Your objective: Would you copy the full listing that follows without changing a thing?

BEGIN

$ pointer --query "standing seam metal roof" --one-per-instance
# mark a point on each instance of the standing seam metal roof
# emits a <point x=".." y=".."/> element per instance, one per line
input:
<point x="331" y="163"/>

END

Output for this task:
$ pointer --query "standing seam metal roof" --one-per-instance
# mark a point on each instance of the standing seam metal roof
# emits a <point x=".." y=".."/> element per instance, one per line
input:
<point x="331" y="163"/>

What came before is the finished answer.